TASK STATEMENT:
Reproduce the listing below verbatim, from its start through the line containing "positive clicks: (989, 148) (27, 632)", including that line. Leave the pictures out of your answer.

[Collected data entries]
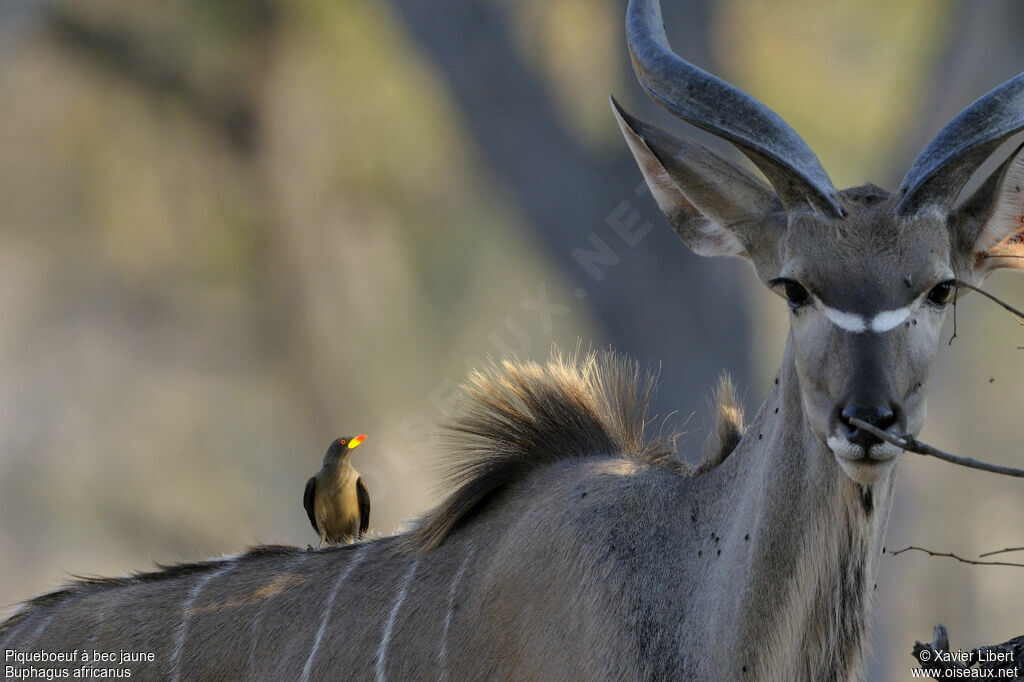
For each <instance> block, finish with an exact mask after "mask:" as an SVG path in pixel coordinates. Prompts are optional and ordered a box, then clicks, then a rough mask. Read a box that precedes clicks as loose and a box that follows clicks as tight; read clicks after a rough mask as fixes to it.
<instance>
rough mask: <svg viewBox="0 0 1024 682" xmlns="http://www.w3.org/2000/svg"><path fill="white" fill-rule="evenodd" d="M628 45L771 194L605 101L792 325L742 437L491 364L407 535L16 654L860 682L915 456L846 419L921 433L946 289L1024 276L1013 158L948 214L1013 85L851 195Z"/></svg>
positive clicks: (989, 148) (27, 632)
mask: <svg viewBox="0 0 1024 682" xmlns="http://www.w3.org/2000/svg"><path fill="white" fill-rule="evenodd" d="M627 33H628V40H629V46H630V51H631V54H632V56H633V62H634V66H635V70H636V73H637V76H638V78H639V79H640V82H641V83H642V84H643V86H644V88H645V89H646V91H647V92H648V93H649V94H650V96H651V97H652V98H654V99H655V100H656V101H658V102H659V103H660V104H663V105H664V106H665V108H667V109H668V110H669V111H670V112H672V113H673V114H675V115H677V116H678V117H679V118H681V119H683V120H684V121H686V122H688V123H690V124H692V125H694V126H697V127H699V128H702V129H705V130H707V131H709V132H711V133H713V134H714V135H717V136H718V137H720V138H722V139H724V140H727V141H728V142H730V143H732V144H733V145H735V146H736V147H738V148H739V150H740V152H742V153H743V154H744V155H746V157H748V158H749V159H750V160H751V161H752V162H753V163H754V165H755V166H756V167H757V168H758V169H759V170H760V171H761V173H762V174H763V175H764V177H765V178H766V179H767V183H766V182H764V181H763V180H762V179H761V178H760V177H757V176H755V175H753V174H752V173H750V172H748V171H746V170H744V169H742V168H740V167H738V166H736V165H734V164H732V163H730V162H729V161H727V160H725V159H724V158H723V157H721V156H719V155H718V154H717V153H715V152H712V151H710V150H708V148H706V147H703V146H701V145H699V144H697V143H696V142H694V141H692V140H690V139H687V138H684V137H677V136H675V135H673V134H670V133H668V132H666V131H664V130H660V129H658V128H656V127H654V126H652V125H649V124H646V123H643V122H641V121H638V120H636V119H634V118H632V117H631V116H629V115H628V114H627V113H626V112H624V111H623V110H622V109H621V108H618V105H617V104H613V109H614V116H615V118H616V120H617V121H618V125H620V127H621V128H622V131H623V134H624V135H625V136H626V141H627V142H628V144H629V147H630V150H631V151H632V153H633V155H634V156H635V157H636V160H637V163H638V164H639V166H640V169H641V171H642V173H643V175H644V177H645V179H646V181H647V183H648V185H649V186H650V189H651V191H652V194H653V197H654V199H655V200H656V201H657V204H658V206H659V208H660V209H662V211H663V212H664V214H665V215H666V217H667V219H668V221H669V223H670V224H671V225H672V227H673V228H674V229H675V230H676V232H677V233H678V235H679V237H680V239H681V240H682V241H683V242H684V243H685V244H686V246H687V247H689V248H690V249H692V250H693V251H694V252H696V253H698V254H700V255H705V256H718V255H728V256H737V257H741V258H745V259H748V260H749V261H750V262H751V263H752V264H753V266H754V269H755V271H756V273H757V276H758V278H759V279H760V280H761V281H762V282H763V283H764V284H765V285H766V286H767V287H769V288H770V289H771V290H772V291H774V292H776V293H777V294H778V295H779V296H780V297H781V298H783V299H784V300H785V301H786V304H787V305H788V307H790V310H791V332H790V335H788V339H787V341H786V345H785V351H784V353H783V358H782V365H781V368H780V370H779V373H778V376H777V379H776V381H775V383H774V385H773V387H772V388H771V390H770V391H769V393H768V396H767V397H766V399H765V401H764V403H763V404H762V406H761V408H760V410H759V411H758V413H757V415H756V416H755V417H754V419H753V421H752V422H751V424H750V425H748V426H746V427H745V429H744V430H742V432H741V433H740V432H739V431H738V430H737V429H738V426H736V425H735V424H733V425H731V426H730V425H728V424H727V425H726V427H727V428H723V429H720V432H722V433H723V434H724V435H723V436H722V442H723V443H728V444H727V445H722V444H720V446H717V447H711V449H710V455H709V459H708V460H706V462H703V463H702V464H701V465H700V466H699V467H698V468H697V469H695V470H690V469H689V468H688V467H686V466H685V465H684V464H682V463H680V461H679V460H678V459H677V458H676V457H675V455H674V453H673V449H672V445H671V442H668V441H663V440H659V439H657V438H650V437H648V436H647V435H645V434H644V425H645V424H646V422H647V419H648V418H647V415H646V401H647V396H648V395H649V392H650V390H652V383H651V381H650V379H649V378H645V377H641V376H640V375H639V373H638V372H637V371H636V369H635V368H634V367H633V366H632V365H631V364H629V363H627V361H625V360H623V359H621V358H615V357H612V356H604V357H595V356H588V357H584V358H570V359H563V358H557V357H556V358H555V359H553V360H552V361H551V363H549V364H548V365H546V366H540V365H536V364H528V363H527V364H504V365H502V366H500V367H496V368H493V369H492V370H489V371H486V372H483V373H479V374H476V375H474V376H472V377H471V378H470V381H469V382H468V384H467V386H466V388H465V392H464V394H463V396H462V398H461V402H460V409H461V416H460V417H459V418H457V419H456V421H455V422H454V424H453V425H452V428H451V430H450V433H451V436H452V438H451V442H450V451H451V455H452V458H453V465H452V479H451V481H452V488H453V489H452V493H451V494H450V496H449V497H447V499H446V500H444V501H443V502H442V503H441V504H440V505H439V506H438V507H437V508H436V509H434V510H433V511H431V512H429V513H428V514H427V515H425V516H424V517H423V518H421V519H419V520H418V521H416V522H415V523H414V526H413V529H412V530H410V531H408V532H404V534H399V535H397V536H392V537H388V538H382V539H378V540H372V541H366V542H360V543H357V544H355V545H353V546H349V547H345V548H339V549H329V550H324V551H301V550H298V549H295V548H284V547H263V548H256V549H253V550H251V551H250V552H249V553H247V554H244V555H241V556H237V557H231V558H224V559H218V560H213V561H209V562H203V563H196V564H186V565H179V566H171V567H168V568H164V569H162V570H159V571H156V572H152V573H144V574H137V576H134V577H129V578H124V579H104V580H86V581H79V582H76V583H74V584H72V585H69V586H68V587H67V588H66V589H63V590H61V591H59V592H55V593H53V594H50V595H46V596H42V597H39V598H37V599H35V600H33V601H31V602H29V603H28V604H26V605H25V607H24V608H23V609H22V610H20V612H18V613H17V614H16V615H14V616H13V617H12V619H10V620H8V621H7V622H6V623H5V624H3V625H2V626H0V650H4V649H12V650H15V651H18V652H32V651H40V650H43V649H46V650H49V651H54V650H65V651H67V650H71V649H76V648H77V649H88V650H92V649H100V650H120V649H123V650H127V651H143V652H153V653H154V654H155V656H154V657H155V660H154V662H153V663H147V664H140V665H137V666H135V667H134V670H133V675H132V676H133V677H135V678H142V679H162V680H163V679H170V680H177V679H189V680H191V679H203V680H217V679H223V680H227V679H269V680H282V679H299V680H306V679H329V678H336V677H338V676H342V677H346V678H351V679H368V678H375V679H379V680H383V679H388V678H391V679H473V680H479V679H530V680H539V679H543V680H563V679H589V680H590V679H608V680H610V679H735V680H742V679H750V680H785V681H788V680H823V679H842V680H847V679H857V678H858V677H860V676H861V675H862V660H863V655H864V648H865V631H866V623H867V619H868V612H869V604H870V596H871V587H872V585H873V580H874V574H876V571H877V568H878V562H879V557H880V554H881V548H882V545H881V543H882V539H883V536H884V534H885V527H886V522H887V518H888V515H889V509H890V505H891V502H892V491H893V483H894V479H895V468H896V463H897V460H898V455H899V453H898V451H897V450H895V449H893V447H892V446H891V445H889V444H887V443H883V442H881V441H880V440H878V439H877V438H874V437H872V436H870V435H869V434H866V433H864V432H862V431H860V430H858V429H857V428H855V427H853V426H851V423H850V422H849V420H850V419H851V418H852V417H857V418H859V419H863V420H864V421H867V422H869V423H872V424H874V425H877V426H878V427H880V428H883V429H888V430H890V431H893V432H909V433H911V434H913V433H916V432H918V431H919V430H920V429H921V427H922V423H923V420H924V416H925V387H926V385H927V382H928V377H929V374H930V370H931V367H932V364H933V360H934V357H935V354H936V350H937V347H938V343H939V332H940V328H941V325H942V323H943V318H944V316H945V314H946V311H947V309H948V304H949V303H950V302H951V297H952V296H953V295H954V291H955V285H954V283H955V281H956V280H961V281H965V282H969V283H971V284H975V285H978V284H980V283H981V282H982V281H983V280H984V279H985V278H986V276H987V275H988V274H989V273H990V272H991V271H993V270H995V269H997V268H1000V267H1007V268H1015V269H1020V268H1021V267H1022V266H1024V224H1022V223H1024V195H1022V193H1021V187H1022V186H1024V155H1022V154H1021V150H1020V148H1019V147H1018V148H1017V150H1016V151H1014V152H1013V154H1011V155H1010V157H1009V158H1008V159H1007V160H1006V161H1005V162H1004V163H1002V164H1001V165H999V166H998V168H997V169H996V170H995V171H994V172H993V173H992V174H991V175H989V176H988V177H987V178H985V179H984V181H983V182H982V183H981V185H980V187H979V188H978V189H977V190H975V191H974V193H973V194H971V195H970V196H969V197H966V198H963V199H961V198H959V197H958V195H959V194H961V191H962V189H963V188H964V186H965V185H966V183H967V182H968V180H969V179H970V178H971V176H972V175H973V174H974V173H975V171H976V170H977V168H978V167H979V165H980V164H981V163H982V162H983V161H984V160H985V159H987V158H988V157H989V156H990V155H992V154H993V153H994V152H995V150H996V147H998V146H999V145H1000V144H1001V143H1002V142H1004V141H1006V140H1007V139H1009V138H1010V137H1011V136H1012V135H1013V134H1015V133H1016V132H1018V131H1019V130H1021V129H1022V128H1024V74H1022V75H1021V76H1018V77H1016V78H1014V79H1013V80H1011V81H1008V82H1007V83H1005V84H1004V85H1001V86H999V87H998V88H996V89H995V90H993V91H992V92H990V93H988V94H987V95H985V96H983V97H981V98H980V99H979V100H978V101H976V102H975V103H973V104H971V105H970V106H969V108H968V109H967V110H965V111H964V112H963V113H962V114H959V115H958V116H957V117H956V118H955V119H954V120H953V121H952V122H950V123H949V124H948V125H947V126H946V127H945V128H944V129H943V130H942V131H941V132H940V133H939V134H938V135H937V136H936V137H935V139H933V141H932V142H931V143H930V144H929V145H928V147H927V148H926V150H925V151H924V152H923V153H922V154H921V156H920V157H919V158H918V160H916V161H915V162H914V164H913V167H912V168H911V169H910V170H909V172H907V174H906V176H905V178H904V179H903V181H902V183H901V184H900V186H899V188H898V190H897V191H896V193H894V194H890V193H889V191H886V190H885V189H882V188H880V187H877V186H874V185H864V186H861V187H856V188H852V189H846V190H842V191H839V190H837V189H836V188H835V187H834V186H833V184H831V181H830V180H829V179H828V176H827V174H826V173H825V171H824V170H823V169H822V167H821V165H820V164H819V163H818V161H817V159H816V158H815V156H814V154H813V153H812V152H811V151H810V150H809V148H808V146H807V145H806V144H805V143H804V141H803V140H802V139H801V138H800V137H799V136H798V135H797V134H796V132H794V131H793V130H792V129H791V128H790V127H788V126H787V125H786V124H785V123H784V122H783V121H781V120H780V119H779V118H778V117H777V116H776V115H775V114H773V113H772V112H770V111H769V110H768V109H766V108H765V106H764V105H763V104H761V103H760V102H758V101H756V100H755V99H753V98H752V97H750V96H749V95H746V94H745V93H743V92H741V91H739V90H737V89H736V88H734V87H732V86H730V85H728V84H726V83H724V82H723V81H721V80H719V79H717V78H716V77H714V76H712V75H709V74H707V73H705V72H702V71H700V70H699V69H697V68H696V67H694V66H692V65H690V63H689V62H687V61H685V60H684V59H682V58H681V57H679V56H677V55H676V54H675V53H674V52H672V50H671V49H670V48H669V45H668V42H667V39H666V36H665V32H664V29H663V26H662V17H660V10H659V7H658V5H657V3H656V2H655V1H653V0H632V1H631V2H630V5H629V9H628V17H627ZM667 359H668V358H667ZM726 392H727V391H726ZM721 413H722V414H723V415H728V414H734V411H733V410H732V409H731V407H730V406H728V404H725V406H722V409H721ZM737 440H738V442H737ZM88 665H92V666H95V667H100V668H101V667H104V666H103V664H87V666H88ZM74 667H75V666H73V665H71V664H69V665H68V666H67V668H68V669H69V670H71V669H72V668H74ZM15 669H19V667H18V665H15Z"/></svg>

SOLUTION TO THE EXERCISE:
For each <instance> block, finish with an exact mask after "mask:" as an SVG path in pixel coordinates. Prompts are optional and ordered a box, then clicks, then a rough mask. Read a box that precedes clicks as loose and a box that follows clicks as tight; read clicks after a rough mask as fixes to it.
<instance>
rough mask: <svg viewBox="0 0 1024 682" xmlns="http://www.w3.org/2000/svg"><path fill="white" fill-rule="evenodd" d="M628 45L771 194L605 101L792 325L742 437L491 364L407 535L16 654L860 682L915 456L846 419L921 433L946 289L1024 276L1013 158L948 214L1013 85L851 195Z"/></svg>
positive clicks: (989, 148) (27, 632)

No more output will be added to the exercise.